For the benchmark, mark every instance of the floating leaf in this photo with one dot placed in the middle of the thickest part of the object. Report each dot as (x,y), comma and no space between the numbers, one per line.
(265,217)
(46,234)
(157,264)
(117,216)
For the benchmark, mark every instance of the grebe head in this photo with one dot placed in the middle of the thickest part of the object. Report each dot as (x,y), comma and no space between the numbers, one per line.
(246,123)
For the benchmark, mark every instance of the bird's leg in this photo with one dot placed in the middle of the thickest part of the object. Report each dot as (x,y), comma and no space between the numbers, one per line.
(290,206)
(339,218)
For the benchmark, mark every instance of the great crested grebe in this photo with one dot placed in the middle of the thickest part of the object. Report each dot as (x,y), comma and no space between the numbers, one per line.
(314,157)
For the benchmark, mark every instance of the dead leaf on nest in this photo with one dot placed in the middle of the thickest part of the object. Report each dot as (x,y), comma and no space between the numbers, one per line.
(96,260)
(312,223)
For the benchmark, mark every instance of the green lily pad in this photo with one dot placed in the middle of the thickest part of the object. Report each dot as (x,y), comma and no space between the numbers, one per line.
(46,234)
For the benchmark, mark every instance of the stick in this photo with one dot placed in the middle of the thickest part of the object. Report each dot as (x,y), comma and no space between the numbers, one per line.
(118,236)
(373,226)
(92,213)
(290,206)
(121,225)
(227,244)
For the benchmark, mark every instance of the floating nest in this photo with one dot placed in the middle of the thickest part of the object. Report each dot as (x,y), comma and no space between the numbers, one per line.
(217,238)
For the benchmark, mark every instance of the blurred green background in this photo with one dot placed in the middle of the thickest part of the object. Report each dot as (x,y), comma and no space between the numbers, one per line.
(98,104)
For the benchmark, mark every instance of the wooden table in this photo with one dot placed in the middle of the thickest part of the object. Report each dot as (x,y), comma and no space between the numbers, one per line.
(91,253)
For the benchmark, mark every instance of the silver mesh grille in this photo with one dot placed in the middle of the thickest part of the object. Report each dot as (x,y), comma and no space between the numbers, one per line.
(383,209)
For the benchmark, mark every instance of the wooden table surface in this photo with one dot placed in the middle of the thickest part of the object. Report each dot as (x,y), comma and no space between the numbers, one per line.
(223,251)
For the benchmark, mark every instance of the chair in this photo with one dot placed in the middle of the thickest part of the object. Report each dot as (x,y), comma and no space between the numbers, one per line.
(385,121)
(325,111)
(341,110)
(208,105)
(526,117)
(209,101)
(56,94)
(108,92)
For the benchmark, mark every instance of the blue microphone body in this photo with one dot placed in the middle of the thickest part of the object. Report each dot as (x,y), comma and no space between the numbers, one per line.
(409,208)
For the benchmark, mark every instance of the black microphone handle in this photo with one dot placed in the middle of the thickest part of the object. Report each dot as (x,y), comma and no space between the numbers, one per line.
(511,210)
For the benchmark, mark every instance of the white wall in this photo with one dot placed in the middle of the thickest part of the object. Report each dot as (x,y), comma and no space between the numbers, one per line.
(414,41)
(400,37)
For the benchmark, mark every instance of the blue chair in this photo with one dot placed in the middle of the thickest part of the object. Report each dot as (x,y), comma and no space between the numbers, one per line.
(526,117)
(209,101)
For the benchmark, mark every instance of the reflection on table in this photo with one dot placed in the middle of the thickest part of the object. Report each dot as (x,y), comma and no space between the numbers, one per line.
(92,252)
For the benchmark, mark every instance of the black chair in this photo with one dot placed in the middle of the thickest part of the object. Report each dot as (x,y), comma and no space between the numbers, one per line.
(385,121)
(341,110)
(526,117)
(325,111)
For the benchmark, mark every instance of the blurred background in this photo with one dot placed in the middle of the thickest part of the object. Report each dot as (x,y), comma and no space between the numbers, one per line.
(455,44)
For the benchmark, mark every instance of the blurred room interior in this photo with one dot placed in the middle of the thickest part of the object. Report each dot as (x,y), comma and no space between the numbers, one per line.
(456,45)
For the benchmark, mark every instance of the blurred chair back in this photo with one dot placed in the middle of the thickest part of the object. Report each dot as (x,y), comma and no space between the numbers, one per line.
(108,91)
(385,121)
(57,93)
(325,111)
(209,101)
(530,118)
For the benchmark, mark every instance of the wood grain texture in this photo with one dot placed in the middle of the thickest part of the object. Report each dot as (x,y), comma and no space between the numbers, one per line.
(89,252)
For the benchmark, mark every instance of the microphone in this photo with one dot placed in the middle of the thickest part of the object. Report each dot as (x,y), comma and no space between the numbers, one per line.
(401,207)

· · · · · · ·

*Exercise objective*. Could you turn all of the rows above into a two-column CSV with the headers "prompt" and "points", giving one line per row? Put each row's text and its answer in their own quoted fields, and replace any line breaks with spaces.

*Task result*.
prompt,points
"For the benchmark, mark every instance of the floating leaf in this photo with one dot placed in the middle of the thickest part of the object. Report each dot as (x,y), comma and no space between the numbers, one per line.","(265,217) (46,234) (157,264) (117,216)"
"For the benchmark, mark every instance of the grebe head in this photo with one dot placed in the middle of the thickest part of the object. Report each dot as (x,y), comma and no space between the numbers, one per line.","(246,123)"
"For the benchmark, mark every instance of the bird's leg in this photo with one dot placed in the middle of the thickest part of the object. Report each dot as (x,y), comma and no space between the numbers, one per line.","(290,206) (339,218)"
"For the benchmark, mark every instance of the great crested grebe in this photo with one dot placed in the middle of the thickest part of the object. Report each dot as (x,y), comma and no space between the numbers, one per line.","(314,157)"
"For the benchmark, mark every instance of the dead leaf on nest in this photo with one dot placed in the middle of the thickest part of the object. Report each dot as (x,y), comma and no space between the numbers, one per line.","(96,260) (312,223)"
"For the benchmark, mark every instance of the green lily pad in this photo with one dot placed in the middle of the thickest part of the object. Report each dot as (x,y), comma and no space between the numbers, one per line.","(46,234)"
"For the benchmark, mark every instance of the stick in this photo with one dot placed in the middle of the thickest part of the object. Report each dot as (x,y), comma and no space between the numbers, one per line.","(118,236) (373,226) (92,213) (290,206) (121,225) (227,244)"
"For the benchmark, mark every instance of the floating nest in this photo with one dot placed in the middle of the thickest part of the object. Report each dot as (x,y), comma and no space between the numbers, one per line.","(217,238)"
"For the benchmark, mark every instance of the blurred green background in this photo with one dot placed in the middle of the thickest part of the object. Report each dot as (x,y), comma and no space between the numbers, one per line.","(98,104)"
"For the benchmark, mark every instance of the wooden table in this photo with one dot placed in the middle of the thickest part of the object. Report each dot as (x,y), comma and no space between the numbers, one per line.","(91,253)"
"For the benchmark, mark every instance of the silver mesh grille in this photo with one dot placed in the middle of the thickest part of the object. Report each dot as (x,y), comma and no space between the numbers, one per line.","(383,209)"
"For the benchmark, mark every instance of the wooden table surface in this photo with one dot placed in the middle of the thickest part of the object. Report each dot as (x,y), comma and no space between the numbers, one per line.","(223,251)"
"For the benchmark, mark every instance of the chair in this photo with one dot placed in the middle of the thickest part of the object. Report each dot as (x,y), comma and no space between the numbers, one per line.","(385,121) (325,111) (341,110) (208,105) (526,117) (209,101) (56,94) (108,92)"
"For the benchmark, mark every instance of the blue microphone body in this photo with one dot placed in the middle of the thickest part of the object. Report each dot as (x,y), comma and no space between the numbers, one per line.","(409,208)"
"For the benchmark, mark every instance of the black microphone handle in this photo with one dot placed in the middle of the thickest part of the object. Report each dot as (x,y), comma and no space between the numbers, one per line.","(511,210)"
"For the benchmark, mark every instance of the white wall in this photo with one dot placed in the middle of the thickest part of the object. Report each dot as (x,y), comma and no space between the numbers, one per line.","(414,41) (400,37)"
"For the benchmark, mark every instance of the blue chair in this photo with one dot placed in the middle of the thickest part of the object. Report each dot as (x,y), comma and no space between the numbers, one per line.","(526,117) (209,101)"
"For the benchmark, mark every instance of the reflection on table in this photo with one dot placed in the middle of the thickest part of the object. Report each dot as (x,y), comma and no space between the numbers, one per line.","(92,252)"
"For the benchmark, mark every instance of the black chair in this photo with one dot placed in the middle of the thickest part of the object. Report each dot as (x,y), comma and no space between the numbers, one per line.","(385,121) (341,110) (526,117) (325,111)"
"For the benchmark, mark every instance of the blurred background in this photo with one dot placed in the middle of the thickest part of the object. Report each dot as (x,y), comma and no space between the numbers, one per line.","(455,44)"
"For the benchmark, mark every instance of the blurred room interior in this photo with one dot placed in the middle of the thickest part of the object. Report each dot as (x,y), comma and no space between the numbers, one per line.","(456,45)"
"For the benchmark, mark every instance of the blurred chair back in this photo with one dot placed in the middle of the thickest part of the object. Report each dot as (x,y), comma and no space between the numbers, one per line.","(108,91) (385,121) (57,93) (325,111) (209,101) (530,118)"
"For the benchmark, mark every instance of the wood grain texture in this photo with one dot placed in the middle of the thickest part of the object. Report each dot as (x,y), comma and no space between the numbers, one per line.","(89,252)"
"For the benchmark, mark every instance of the microphone in this photo with one dot placed in the middle of the thickest part of the object. Report each dot as (x,y), comma and no space between the numbers, one per line.","(401,207)"